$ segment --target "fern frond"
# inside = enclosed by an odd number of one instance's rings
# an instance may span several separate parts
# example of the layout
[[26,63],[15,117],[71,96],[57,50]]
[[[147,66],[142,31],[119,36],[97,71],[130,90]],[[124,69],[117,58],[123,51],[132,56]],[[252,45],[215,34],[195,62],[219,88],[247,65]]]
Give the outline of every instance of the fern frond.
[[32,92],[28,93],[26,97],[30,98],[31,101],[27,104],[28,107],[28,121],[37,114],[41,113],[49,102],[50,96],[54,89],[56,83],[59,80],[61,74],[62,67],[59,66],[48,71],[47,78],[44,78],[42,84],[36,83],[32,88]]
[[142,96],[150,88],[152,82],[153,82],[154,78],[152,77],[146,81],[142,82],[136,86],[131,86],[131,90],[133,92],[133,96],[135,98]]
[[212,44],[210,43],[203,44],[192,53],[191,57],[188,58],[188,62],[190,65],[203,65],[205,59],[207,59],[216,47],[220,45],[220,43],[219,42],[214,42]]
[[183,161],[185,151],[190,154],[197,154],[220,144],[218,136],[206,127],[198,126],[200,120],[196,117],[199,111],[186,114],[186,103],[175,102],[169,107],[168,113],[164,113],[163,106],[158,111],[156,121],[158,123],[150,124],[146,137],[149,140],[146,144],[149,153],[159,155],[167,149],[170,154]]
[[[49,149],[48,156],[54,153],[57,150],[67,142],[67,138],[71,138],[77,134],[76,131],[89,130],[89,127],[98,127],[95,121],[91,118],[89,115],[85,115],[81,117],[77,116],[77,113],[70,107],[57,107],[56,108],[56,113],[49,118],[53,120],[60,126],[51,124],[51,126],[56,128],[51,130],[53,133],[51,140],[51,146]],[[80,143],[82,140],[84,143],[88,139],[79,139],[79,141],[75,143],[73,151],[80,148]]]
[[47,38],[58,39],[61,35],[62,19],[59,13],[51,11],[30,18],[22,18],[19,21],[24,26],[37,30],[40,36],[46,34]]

━━━━━━━━━━━━━━━━━━━━━━━━━━━━━━

Write out every line above again, offsetting each coordinate in the answers by 21. Leave everything else unchanged, including the numbers in the sample layout.

> _COMPLETE OUTPUT_:
$ segment --target "fern frond"
# inside = enclosed by an odd number of one instance's rings
# an instance may span several separate parts
# example of the layout
[[26,63],[15,117],[71,96],[57,50]]
[[[147,66],[142,31],[119,36],[97,71],[130,90]],[[124,69],[117,58],[123,51],[132,56]],[[252,45],[215,34],[195,62],[219,88],[247,65]]]
Give the outline of every instance of the fern frond.
[[53,113],[49,114],[47,118],[51,119],[52,122],[48,125],[49,128],[49,142],[58,135],[62,134],[70,123],[71,117],[75,110],[77,104],[80,101],[82,95],[83,88],[80,87],[69,92],[68,99],[65,99],[63,105],[57,104],[53,109]]
[[163,117],[171,109],[173,103],[174,103],[175,99],[173,98],[167,102],[163,103],[157,107],[152,107],[152,111],[154,113],[154,117],[156,119]]
[[233,65],[231,64],[224,65],[213,74],[212,78],[209,79],[209,83],[211,86],[224,86],[226,80],[228,80],[237,68],[241,66],[241,64],[240,63],[235,63]]
[[204,182],[206,172],[211,175],[218,175],[241,165],[239,157],[227,148],[219,147],[221,141],[217,138],[220,132],[207,135],[207,124],[196,123],[190,128],[189,134],[185,134],[184,127],[179,132],[177,142],[179,144],[171,145],[167,158],[170,161],[167,165],[170,174],[180,176],[188,170],[191,175]]
[[[70,170],[69,177],[75,174],[78,171],[88,163],[88,159],[92,159],[98,155],[97,152],[110,151],[110,148],[119,148],[116,142],[112,139],[110,136],[106,136],[102,138],[98,137],[98,134],[91,128],[78,128],[77,129],[77,134],[70,139],[74,141],[81,147],[72,145],[72,147],[77,149],[72,151],[74,154],[72,161],[72,167]],[[101,164],[103,161],[105,164],[109,160],[100,160],[100,162],[96,164],[94,172],[101,169]]]
[[68,59],[79,60],[82,56],[83,40],[80,34],[72,32],[51,39],[43,39],[40,42],[45,47],[58,51],[61,57],[67,55]]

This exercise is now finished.